§ **SET TASKS**:
**a.** Using the article on the UAE economy, decide whether each statement agrees with it. Answer yes or no for each, and quote the exact words from the article that settle it. (i) Abu Dhabi's GDP grew faster in 2023 than in 2022. (ii) The non-oil sector makes up around 53% of the total economy. (iii) The UAE has signed comprehensive economic partnership agreements with 15 countries.
**b.** Extend the article on the UAE economy, starting right after its final sentence.

§ **SELECTION**:
Non-oil activity underpins UAE economy
11 April 2024
The latest news and analysis on the UAE includes:
> Dubai real estate boosts construction sector
> UAE and Kenya launch digital corridor initiative
> UAE in talks to invest in European nuclear power infrastructure
> Abu Dhabi’s local content awards surge to $12bn
> Dubai tunnels project dominates UAE pipeline
> UAE marks successful power project deliveries

Economic activity in the UAE appears to be holding up relatively well amid the regional turmoil sparked by the start of the Gaza war in November.
Abu Dhabi recorded GDP growth of 3.1% in 2023, according to full-year estimates released by the Statistics Centre Abu Dhabi on 1 April. That marks a substantial drop from the 9.3% level seen in 2022, but an improvement on the 2.3% growth over the first nine months of 2023.
Despite falling oil prices and the disruption to Red Sea shipping in the final quarter, there have been ongoing positive signs for the non-oil sector, which now accounts for around 53% of the total economy. Non-oil activity grew by 9.1% in 2023, down only slightly from the 9.2% level recorded a year earlier.
That non-oil activity is likely to continue to be a key element for economic growth for as long as the UAE and its partners in the Opec+ alliance maintain their voluntary restrictions on crude production. There is no clear timeline for when that policy might change, but David Pickett, assistant economist at Oxford Economics, said he anticipated “a significant increase in oil production from 2026, aided by new facilities and subsiding geopolitical uncertainty”.
In the meantime, the Central Bank of the UAE has adjusted its growth expectations for this year, cutting its forecast for 2024 from the previous 5.7% to 4.2% while predicting a rebound to 5.2% the following year—figures that are higher than many independent observers’ expectations.
Trade and investment
A wave of free trade deals is helping the country’s economic prospects. To date, the UAE has signed comprehensive economic partnership agreements (CEPAs) with 12 countries, the most recent being with Kenya in late February. Another is due to be finalised with Malaysia by June.
Deals with India, Indonesia, Israel, Turkey and Cambodia have already come into effect, while others with Colombia, Costa Rica, Georgia, Kenya, Mauritius, South Korea and the Republic of Congo are all in line to follow. Trade talks are ongoing with numerous other countries, including Australia, Chile, the Philippines and Vietnam.
However, the rapid pace of negotiations means it is not yet clear what impact these deals are having on trade flows.
“It is arguably too early to assess the economic impact of these trade agreements, with many coming into force less than 12 months ago and with full bilateral trade data for 2023 yet to be published,” said Jeanne Walters, senior economist at Dubai-based Emirates NBD, in a report published in early March.
Also helping the country’s position is its release in February from the strictures of the Paris-based Financial Action Task Force’s ‘grey list’ of jurisdictions under increased monitoring. The UAE authorities had been targeting this development for some time, and it should ease the path of economic growth for a country that relies heavily on international trade.
Minister of State Ahmed Bin Ali Al Sayegh set out the decision’s importance soon after the announcement, saying it “enhances investors’ and international financial institutions’ confidence in the country’s economy and financial system, especially considering the UAE’s status as a financial, commercial and economic hub”.

§ **DATA SHOWN**:
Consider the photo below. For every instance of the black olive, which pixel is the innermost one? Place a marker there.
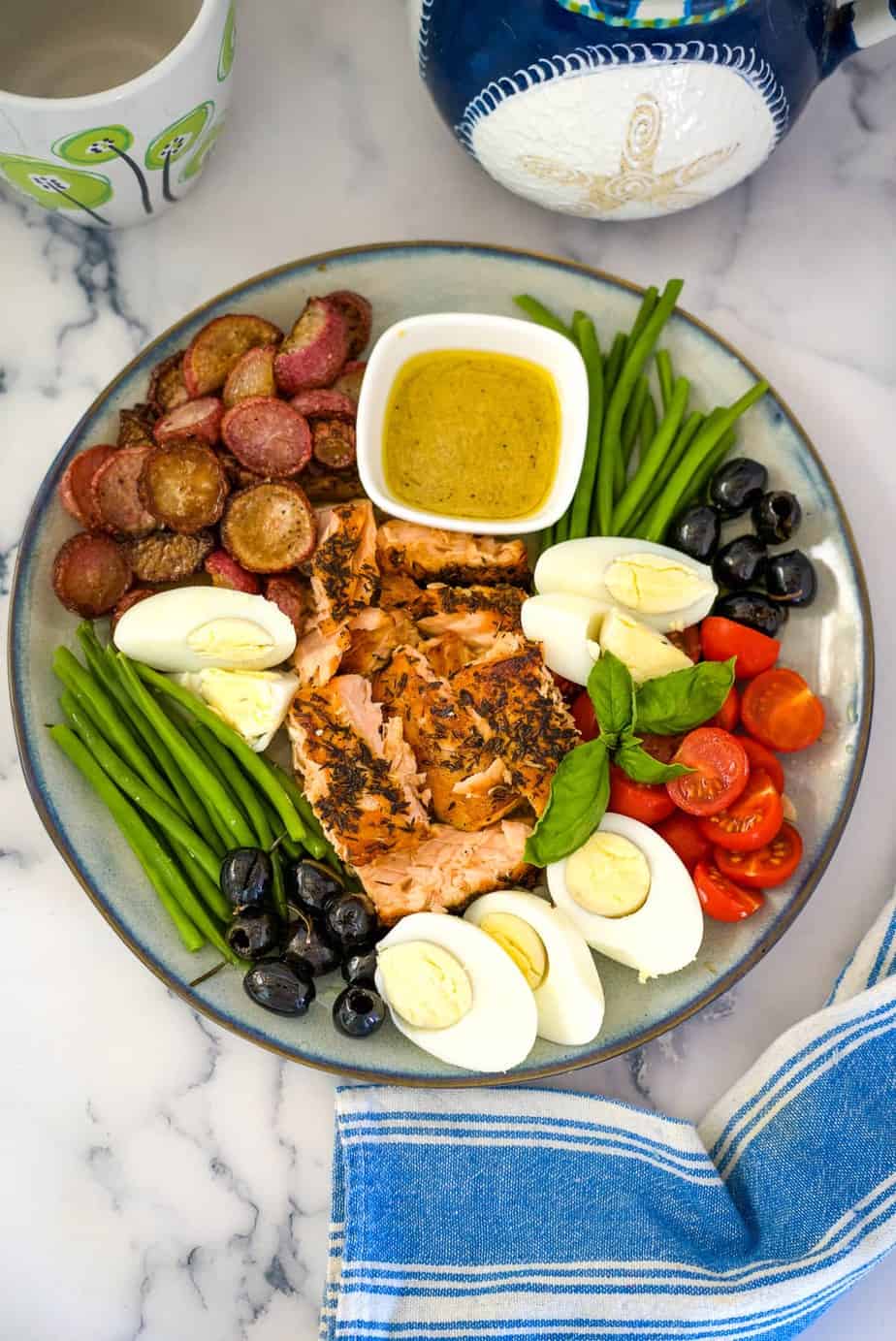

§ **THE RESULTS**:
**a.**
(i) No: "That marks a substantial drop from the 9.3% level seen in 2022"
(ii) Yes: "which now accounts for around 53% of the total economy"
(iii) No: "the UAE has signed comprehensive economic partnership agreements (CEPAs) with 12 countries"

**b.**
One measure of the country’s commercial reputation is its ability to attract investment. Despite increased competition from Saudi Arabia for international capital, a March report by Emirates NBD Research found that the UAE was second only to the US globally in terms of the number of greenfield foreign direct investment (FDI) projects it attracted in 2023.
The number of UAE FDI projects for 2023 was recorded at 1,280, up 36% on the previous 12 months. Most of these were in Dubai, which attracted 1,036 projects – more than any other city in the world – while Abu Dhabi had 172 projects.
In an effort to continue to attract international capital, the government is now said to be looking at offering 10-year ‘golden licences’ to businesses. The topic was discussed at a meeting of the Economic Integration Committee, chaired by Economy Minister Abdulla Bin Touq, in late March.
Inclement geopolitics
Perhaps the biggest cloud on the horizon is the brutal Gaza war, which could yet have a larger economic and domestic political impact, not least because of the sensitivity around the UAE’s diplomatic relations with Israel.
Like other Gulf countries, the UAE has been sending a steady stream of humanitarian aid to Gaza, but those efforts received a setback on 2 April, when Israel attacked an aid convoy run by World Central Kitchen – a partner of the UAE and others in the Amalthea Initiative aimed at providing a maritime corridor for aid from Cyprus to Gaza.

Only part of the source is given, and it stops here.